§ Assigned task
Pick up the piece on youth tobacco use after its last sentence and carry it forward.

As a native New Yorker, I’m proud to see the recent headlines in New York where the minimum age for buying cigarettes has just been increased from 18 to 21, making tobacco products a lot harder for young people to purchase.
It’s an honor to hail from a city that has such a long history of taking courageous approaches to this issue – and this apple doesn’t fall far from the tree. Although I’ve just moved to Washington, D.C., I’m still a New Yorker at heart and am happy that at Legacy®, where I’ve recently been appointed president and CEO, we also set big goals to effect great change.
The public health community knows what works when it comes to shifting social norms. A comprehensive approach with bold and innovative anti-tobacco counter-marketing campaigns, policy changes such as increased taxes and clean indoor air laws, as well as local on the ground efforts are critical. And we must continue to keep the pressure on as our work is far from done.
About 3,500 young people try a cigarette for the first time every day, and more than 900 go on to become daily smokers. Behind these numbers are real kids—our daughters, sons, grandchildren, friends, and neighbors. No parent wants their child to use tobacco, but despite our best efforts and with all tobacco products and new ones that are becoming increasingly popular, it continues to happen far too often.
In September, findings from the National Youth Tobacco Survey, detailed in CDC’s Morbidity and Mortality Weekly Report, found that the percentage of U.S. middle and high school students who have ever used e-cigarettes more than doubled from 2011 to 2012.
In August of this year, a new study detailed the pervasiveness of little cigars and cigarillos in African-American neighborhoods. These products are not yet held to the same federal regulations as cigarettes. They attract our kids with candy flavorings like strawberry and chocolate, and are just as harmful as cigarettes. And late last month, the U.S. Centers for Disease Control and Prevention released concerning research from its 2012 National Youth Tobacco Survey. It found that while combustible cigarette use showed a statistically insignificant decline, cigar, e-cigarette and hookah use is up. The increase in usage of these products, especially among vulnerable youth populations like African Americans, is alarming and underscores why it is so critical for the U.S. Food and Drug Administration (FDA) to release the deeming regulation and assert jurisdiction on all tobacco products.

Collected data:
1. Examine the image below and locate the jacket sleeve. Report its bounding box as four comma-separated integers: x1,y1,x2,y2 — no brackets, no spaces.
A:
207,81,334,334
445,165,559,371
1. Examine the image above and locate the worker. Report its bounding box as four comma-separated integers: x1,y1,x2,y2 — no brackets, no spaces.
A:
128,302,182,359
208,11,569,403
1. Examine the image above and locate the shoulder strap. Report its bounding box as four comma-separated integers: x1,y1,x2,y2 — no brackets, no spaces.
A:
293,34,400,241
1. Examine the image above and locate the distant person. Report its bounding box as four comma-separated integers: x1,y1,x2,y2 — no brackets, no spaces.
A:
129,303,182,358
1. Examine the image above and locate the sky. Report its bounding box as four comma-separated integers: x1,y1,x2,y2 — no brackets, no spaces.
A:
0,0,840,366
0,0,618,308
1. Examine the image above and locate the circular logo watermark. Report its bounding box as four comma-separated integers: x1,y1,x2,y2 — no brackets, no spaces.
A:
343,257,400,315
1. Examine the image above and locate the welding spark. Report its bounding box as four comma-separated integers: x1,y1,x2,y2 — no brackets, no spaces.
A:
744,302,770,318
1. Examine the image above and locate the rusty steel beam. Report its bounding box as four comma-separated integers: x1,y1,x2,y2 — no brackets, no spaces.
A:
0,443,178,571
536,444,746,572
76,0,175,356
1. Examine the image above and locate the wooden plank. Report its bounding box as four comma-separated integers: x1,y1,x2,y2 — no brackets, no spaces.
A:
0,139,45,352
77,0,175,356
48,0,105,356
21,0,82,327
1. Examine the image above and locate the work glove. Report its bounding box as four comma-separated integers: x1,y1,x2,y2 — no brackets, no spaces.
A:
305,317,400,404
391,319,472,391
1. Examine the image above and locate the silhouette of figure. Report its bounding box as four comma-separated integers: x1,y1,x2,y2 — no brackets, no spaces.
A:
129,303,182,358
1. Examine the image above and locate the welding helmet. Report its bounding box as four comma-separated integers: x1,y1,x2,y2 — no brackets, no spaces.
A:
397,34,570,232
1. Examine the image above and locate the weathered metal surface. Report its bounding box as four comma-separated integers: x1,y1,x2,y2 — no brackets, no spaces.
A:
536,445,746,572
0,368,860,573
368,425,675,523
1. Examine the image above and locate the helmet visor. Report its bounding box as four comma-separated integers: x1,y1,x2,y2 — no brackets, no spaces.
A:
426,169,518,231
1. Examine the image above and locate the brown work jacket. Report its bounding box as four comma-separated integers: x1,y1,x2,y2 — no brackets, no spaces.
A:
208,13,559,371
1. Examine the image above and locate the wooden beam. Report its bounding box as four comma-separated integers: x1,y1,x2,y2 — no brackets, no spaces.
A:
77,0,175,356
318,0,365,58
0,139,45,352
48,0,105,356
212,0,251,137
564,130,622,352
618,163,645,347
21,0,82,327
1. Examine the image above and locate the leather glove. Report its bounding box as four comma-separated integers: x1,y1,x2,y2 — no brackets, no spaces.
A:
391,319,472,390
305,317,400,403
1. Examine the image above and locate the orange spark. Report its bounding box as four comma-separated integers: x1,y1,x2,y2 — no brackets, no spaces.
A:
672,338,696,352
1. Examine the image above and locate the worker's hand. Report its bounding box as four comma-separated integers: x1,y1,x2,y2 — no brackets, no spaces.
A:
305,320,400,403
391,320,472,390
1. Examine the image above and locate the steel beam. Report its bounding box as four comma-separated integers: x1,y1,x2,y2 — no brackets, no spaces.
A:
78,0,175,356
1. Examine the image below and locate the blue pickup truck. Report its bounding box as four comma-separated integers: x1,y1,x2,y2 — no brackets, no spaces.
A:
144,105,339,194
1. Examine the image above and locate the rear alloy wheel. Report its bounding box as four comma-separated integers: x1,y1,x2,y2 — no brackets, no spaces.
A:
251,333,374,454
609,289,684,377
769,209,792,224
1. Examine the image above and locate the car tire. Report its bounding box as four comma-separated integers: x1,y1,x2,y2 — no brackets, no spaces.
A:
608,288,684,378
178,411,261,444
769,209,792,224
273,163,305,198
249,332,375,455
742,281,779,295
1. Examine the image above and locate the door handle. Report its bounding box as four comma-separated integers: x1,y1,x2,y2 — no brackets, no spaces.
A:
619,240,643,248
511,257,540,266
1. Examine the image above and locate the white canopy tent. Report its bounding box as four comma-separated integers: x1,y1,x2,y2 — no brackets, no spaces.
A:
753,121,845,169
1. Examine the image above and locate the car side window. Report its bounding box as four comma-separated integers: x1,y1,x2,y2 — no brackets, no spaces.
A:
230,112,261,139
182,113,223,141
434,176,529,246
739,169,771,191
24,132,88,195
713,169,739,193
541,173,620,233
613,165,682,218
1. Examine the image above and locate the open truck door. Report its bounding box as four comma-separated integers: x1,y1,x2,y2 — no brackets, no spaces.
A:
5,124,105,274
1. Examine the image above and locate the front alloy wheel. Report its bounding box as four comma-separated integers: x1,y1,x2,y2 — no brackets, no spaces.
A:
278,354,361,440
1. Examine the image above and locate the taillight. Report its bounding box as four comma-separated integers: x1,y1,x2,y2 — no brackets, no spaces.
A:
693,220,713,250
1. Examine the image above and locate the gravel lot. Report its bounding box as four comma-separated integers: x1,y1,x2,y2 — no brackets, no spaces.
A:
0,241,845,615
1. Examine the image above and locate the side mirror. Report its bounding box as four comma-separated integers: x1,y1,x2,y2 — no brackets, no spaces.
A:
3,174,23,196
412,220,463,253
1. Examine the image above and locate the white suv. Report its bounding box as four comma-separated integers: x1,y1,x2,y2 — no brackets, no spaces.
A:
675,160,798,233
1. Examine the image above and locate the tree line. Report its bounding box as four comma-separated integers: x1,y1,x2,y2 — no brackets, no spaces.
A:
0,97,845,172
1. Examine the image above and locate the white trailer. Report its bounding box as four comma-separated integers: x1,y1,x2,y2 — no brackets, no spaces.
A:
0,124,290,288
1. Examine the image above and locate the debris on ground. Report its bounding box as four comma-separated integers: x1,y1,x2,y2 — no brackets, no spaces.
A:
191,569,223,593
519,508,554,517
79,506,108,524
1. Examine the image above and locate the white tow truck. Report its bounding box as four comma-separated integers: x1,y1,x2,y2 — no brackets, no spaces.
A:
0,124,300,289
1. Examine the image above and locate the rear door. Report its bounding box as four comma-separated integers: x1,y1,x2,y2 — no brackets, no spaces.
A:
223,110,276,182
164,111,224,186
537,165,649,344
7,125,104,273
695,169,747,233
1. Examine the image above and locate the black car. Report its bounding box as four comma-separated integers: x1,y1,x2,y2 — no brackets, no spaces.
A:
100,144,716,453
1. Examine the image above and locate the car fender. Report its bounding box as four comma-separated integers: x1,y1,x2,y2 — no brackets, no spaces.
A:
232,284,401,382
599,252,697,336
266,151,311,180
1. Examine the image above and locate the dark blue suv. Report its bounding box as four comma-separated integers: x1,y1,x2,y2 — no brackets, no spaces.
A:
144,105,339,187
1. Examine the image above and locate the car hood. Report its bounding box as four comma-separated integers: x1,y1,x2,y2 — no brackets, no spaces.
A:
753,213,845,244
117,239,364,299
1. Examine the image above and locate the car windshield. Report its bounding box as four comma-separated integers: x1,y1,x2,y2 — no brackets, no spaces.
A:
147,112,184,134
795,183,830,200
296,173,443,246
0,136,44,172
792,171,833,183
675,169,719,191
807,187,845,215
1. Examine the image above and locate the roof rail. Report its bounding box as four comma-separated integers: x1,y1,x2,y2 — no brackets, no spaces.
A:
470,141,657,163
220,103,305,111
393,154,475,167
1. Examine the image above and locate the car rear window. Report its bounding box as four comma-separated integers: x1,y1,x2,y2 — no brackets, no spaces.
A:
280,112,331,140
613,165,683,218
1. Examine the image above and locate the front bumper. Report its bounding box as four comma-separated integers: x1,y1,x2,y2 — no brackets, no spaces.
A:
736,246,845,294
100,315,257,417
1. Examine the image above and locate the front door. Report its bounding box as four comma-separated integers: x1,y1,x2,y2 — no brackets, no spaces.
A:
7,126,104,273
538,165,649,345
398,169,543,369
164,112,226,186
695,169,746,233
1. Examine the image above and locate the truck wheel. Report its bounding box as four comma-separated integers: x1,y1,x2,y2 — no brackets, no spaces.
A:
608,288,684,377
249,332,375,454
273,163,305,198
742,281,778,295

§ Solved exercise
As we await an announcement by the FDA as to whether they will regulate e-cigarettes, the tobacco and e-cigarette industries are free to fill the void by advertising these products without sufficient scrutiny. Not surprisingly, the ads are becoming increasingly ubiquitous across traditional and digital media. As someone who has devoted my career to effective behavior change campaigns, it eerily reminds me of cigarette promotions of yore. There are serious questions about the quality control of e-cigarettes, the long-term health effects of use, efficacy as a quit smoking aide, and their appeal as a potential gateway device to traditional tobacco use. While the science base is still limited as to the health risks associated with e-cigarette usage, we do know that anything that lowers the bar to initiate young people into nicotine addiction — including low price points — is a huge red flag for all of us who put public health ahead of corporate profits.
New York City now takes the title for having adopted the strictest limits on tobacco purchases of any major American city, and we hope the saying holds true, “as goes New York, so goes the nation.”